What is needed: The lines below, from the one holding "A reminder to" through the one holding "Target: shadow on grass", are to be restated word for word, with all images left out.

Data for this exercise:
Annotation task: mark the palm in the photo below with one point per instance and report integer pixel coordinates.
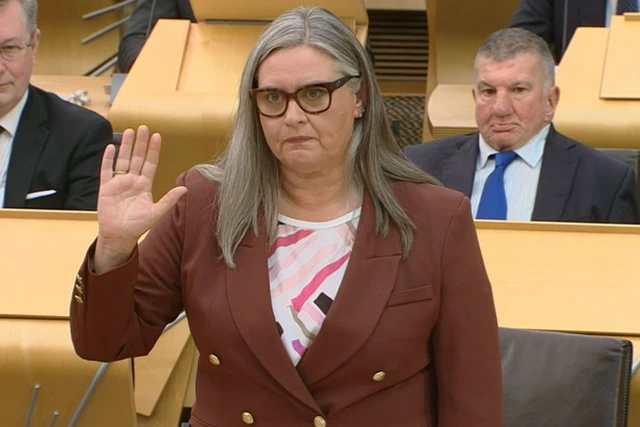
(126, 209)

---

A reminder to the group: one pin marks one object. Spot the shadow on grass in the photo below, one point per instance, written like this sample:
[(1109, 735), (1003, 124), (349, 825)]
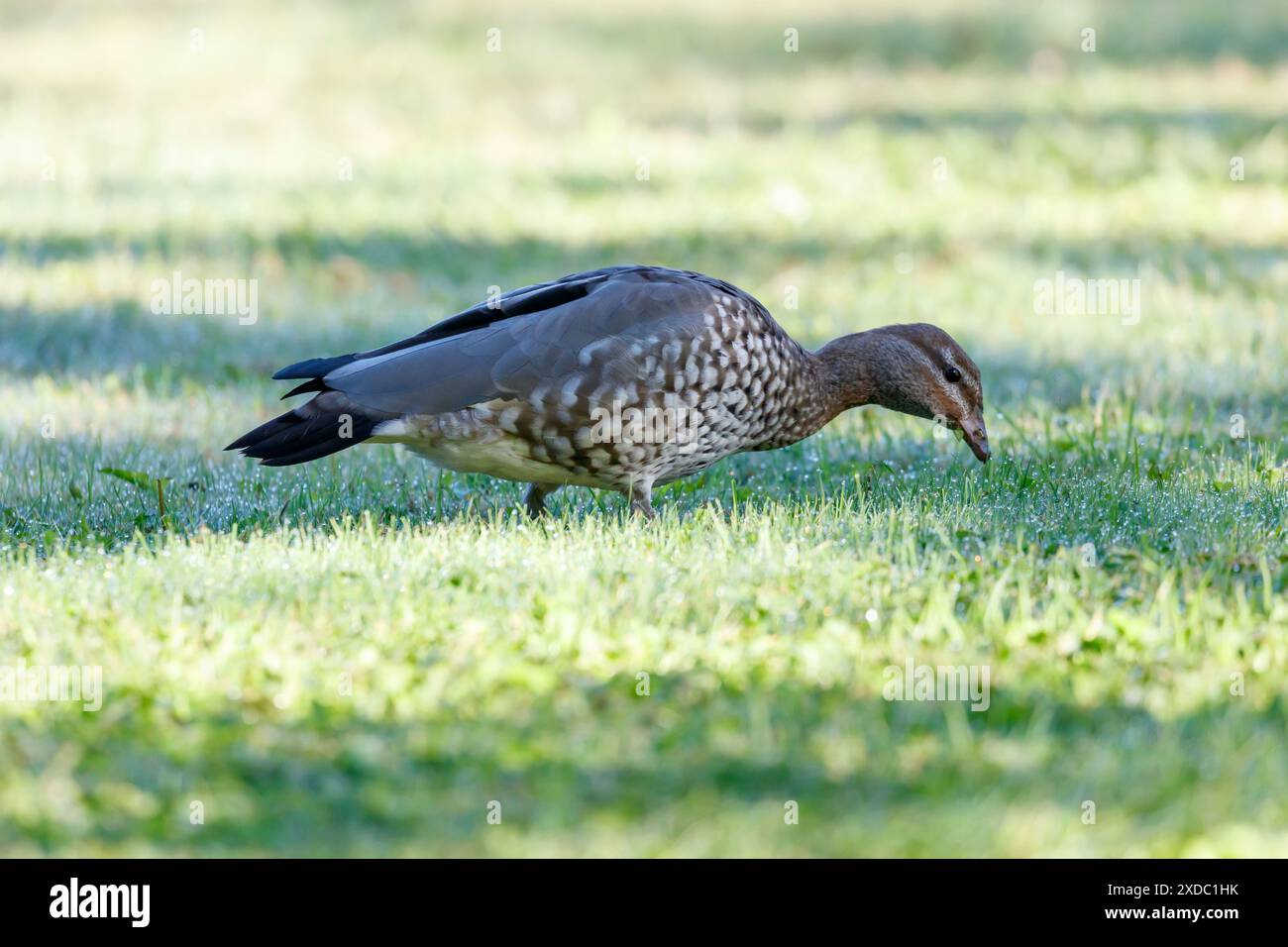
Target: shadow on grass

Answer to the exercise:
A reminder to the group: one pin marks one object. Spot the shadow on grass in the photo below, one point per instance, written like this sample:
[(1109, 735), (1003, 124), (349, 825)]
Target: shadow on grass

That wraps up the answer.